* **WHAT TO WORK ON**
Could you copy the data that follows exactly as written, but drop the pictures?

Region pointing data
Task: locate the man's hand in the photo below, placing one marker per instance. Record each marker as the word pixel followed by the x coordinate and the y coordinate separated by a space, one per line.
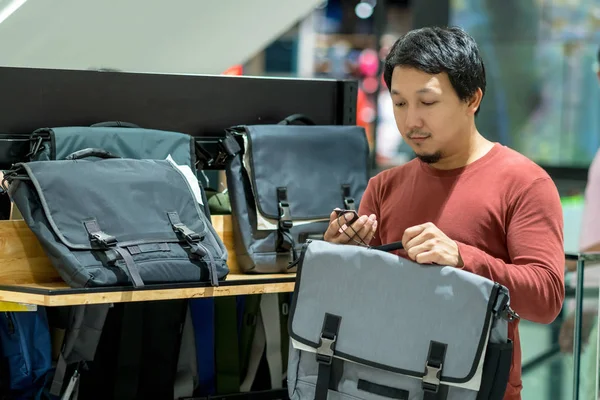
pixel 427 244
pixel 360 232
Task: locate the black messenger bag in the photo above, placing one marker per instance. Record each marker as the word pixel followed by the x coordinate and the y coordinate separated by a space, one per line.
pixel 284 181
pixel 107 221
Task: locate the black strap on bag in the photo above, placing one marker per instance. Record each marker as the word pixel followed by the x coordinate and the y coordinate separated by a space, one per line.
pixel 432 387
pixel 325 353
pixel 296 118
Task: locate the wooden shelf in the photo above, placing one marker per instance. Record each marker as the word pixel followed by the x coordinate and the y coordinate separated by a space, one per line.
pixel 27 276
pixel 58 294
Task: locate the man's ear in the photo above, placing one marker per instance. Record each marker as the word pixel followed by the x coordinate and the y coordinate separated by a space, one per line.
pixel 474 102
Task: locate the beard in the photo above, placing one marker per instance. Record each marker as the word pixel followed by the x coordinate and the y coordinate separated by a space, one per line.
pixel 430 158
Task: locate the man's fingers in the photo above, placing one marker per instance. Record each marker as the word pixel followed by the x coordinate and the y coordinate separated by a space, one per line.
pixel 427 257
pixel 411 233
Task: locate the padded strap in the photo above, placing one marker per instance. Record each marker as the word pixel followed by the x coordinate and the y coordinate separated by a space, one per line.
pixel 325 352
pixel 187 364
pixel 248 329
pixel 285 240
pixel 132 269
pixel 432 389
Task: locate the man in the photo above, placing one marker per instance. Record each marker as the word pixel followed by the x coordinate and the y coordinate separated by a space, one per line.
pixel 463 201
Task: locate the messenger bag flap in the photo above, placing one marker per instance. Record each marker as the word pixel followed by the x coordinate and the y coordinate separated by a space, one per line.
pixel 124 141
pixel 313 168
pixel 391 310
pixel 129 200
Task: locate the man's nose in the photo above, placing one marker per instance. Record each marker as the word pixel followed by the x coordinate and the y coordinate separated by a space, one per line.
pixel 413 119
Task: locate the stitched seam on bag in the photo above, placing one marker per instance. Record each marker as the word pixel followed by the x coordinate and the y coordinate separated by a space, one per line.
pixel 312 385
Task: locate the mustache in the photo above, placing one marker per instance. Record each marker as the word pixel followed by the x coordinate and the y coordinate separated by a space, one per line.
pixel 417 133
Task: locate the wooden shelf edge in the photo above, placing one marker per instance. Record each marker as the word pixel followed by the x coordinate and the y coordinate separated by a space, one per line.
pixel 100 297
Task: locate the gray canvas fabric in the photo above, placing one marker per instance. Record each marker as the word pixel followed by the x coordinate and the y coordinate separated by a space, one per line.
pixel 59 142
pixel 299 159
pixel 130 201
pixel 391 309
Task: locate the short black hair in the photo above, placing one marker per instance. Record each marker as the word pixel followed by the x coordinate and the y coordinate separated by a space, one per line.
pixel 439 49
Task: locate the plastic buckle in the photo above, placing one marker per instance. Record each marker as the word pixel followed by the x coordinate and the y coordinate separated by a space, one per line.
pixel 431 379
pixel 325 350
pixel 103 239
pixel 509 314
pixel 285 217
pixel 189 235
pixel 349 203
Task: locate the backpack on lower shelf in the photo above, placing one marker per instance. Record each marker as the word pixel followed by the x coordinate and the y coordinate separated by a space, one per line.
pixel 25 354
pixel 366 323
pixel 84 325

* **EXERCISE SOLUTION**
Task: locate the man's hand in the photo below, placing one marker per instance. Record each marker as the word pixel followed by the x coordinate and the y coordinate separated by a space, one per line.
pixel 427 244
pixel 360 232
Task: locate the black messenger bag in the photo above, placing one marker per instance. Record each marker as the word pixel followed by the x coordinate and the y coordinate separated by a space, one per line.
pixel 284 181
pixel 107 221
Task: locate the black strap on bag in the photo above, placing one marker per instance. Record each marker as the word pixel followed by the x coordinate and the y coordinate separated by a space, one per line.
pixel 432 387
pixel 325 353
pixel 296 118
Task: locate the wooden shelf in the photo above, placing one marker per instance. Record each marker as the word pixel followed by the x coordinate and the y coordinate separated by a space, one per line.
pixel 27 276
pixel 58 294
Task: locate the man's ear in the photo above, placing one marker per instance. Record each marker as the word pixel followed by the x coordinate and the y coordinate separated by a space, one per line.
pixel 474 102
Task: locate the beard in the photo above, placing one marker per instance. Record each marker as the word pixel followed by the x coordinate and the y coordinate separated by a space, one per line.
pixel 430 158
Task: locate the man's fingers in the photo above, placing one marker per instance. Record each marker as the word pixel followed by the x coordinate and the y coordinate separated by a space, one per line.
pixel 427 257
pixel 411 233
Task: locate the padded strap in the photo above, placing one marker per instance. Record each marker as the word pixel followed by the x coordinate and the y coordinate separated by a space, one per line.
pixel 325 352
pixel 187 364
pixel 248 329
pixel 285 240
pixel 132 269
pixel 432 389
Task: locate the man in the photo above, placing one marker per instance. Record each marker as the word pixel followed by the x coordinate and the y coordinate separated by a space, one per line.
pixel 463 201
Task: locate the messenger bag flap in the photo above, placing one marker per instance. Record each marker as the word pixel followed by the x coordinate and the y coordinate separated by a space, one per line.
pixel 124 141
pixel 313 168
pixel 391 310
pixel 129 200
Task: locate the man's nose in the photo above, placing one marker per instance. Record each marker as the word pixel followed by the x coordinate and the y coordinate separated by a space, one per line.
pixel 413 119
Task: locate the stitched seam on bag in the photo above, placing one marker per instance. Record each marker as the word pixel followed by the x coordinate and the y coordinate separated by a space, one per line.
pixel 312 385
Task: locate the mustache in the photo above, placing one marker per instance. Record each marker as the word pixel followed by the x coordinate and the y coordinate separated by a space, one per line.
pixel 417 133
Task: locate the wooden shelf edge in the photo above, placing one marker per instance. Record each marker as the word pixel followed by the x coordinate and the y coordinate separated by a space, one per line.
pixel 100 297
Task: locate the gray canvas fabric in the photo above, placing one marker per instance. Record each marker as the word pixel followed by the x coordinate and the y coordinate separated by a space, one per line.
pixel 59 142
pixel 299 159
pixel 130 201
pixel 391 309
Task: locate the short black hair in the photo above, placing one marker per instance. Record each marker as the word pixel followed by the x coordinate and the y coordinate separated by a space, one per line.
pixel 439 49
Task: locate the plastic buckle in the photo above, placing one marker per instance. Record each marker as the word pixel followed by the x coordinate and the y coordinate separated by a space, one per line.
pixel 431 379
pixel 325 350
pixel 103 239
pixel 509 314
pixel 285 217
pixel 189 235
pixel 349 203
Task: locate the backpack on lower shelf in the photo above, placing one marker per instance. Record each marker as the word pixel followed by the x coordinate and the y coordinate separated by a space, one per line.
pixel 25 354
pixel 366 323
pixel 84 325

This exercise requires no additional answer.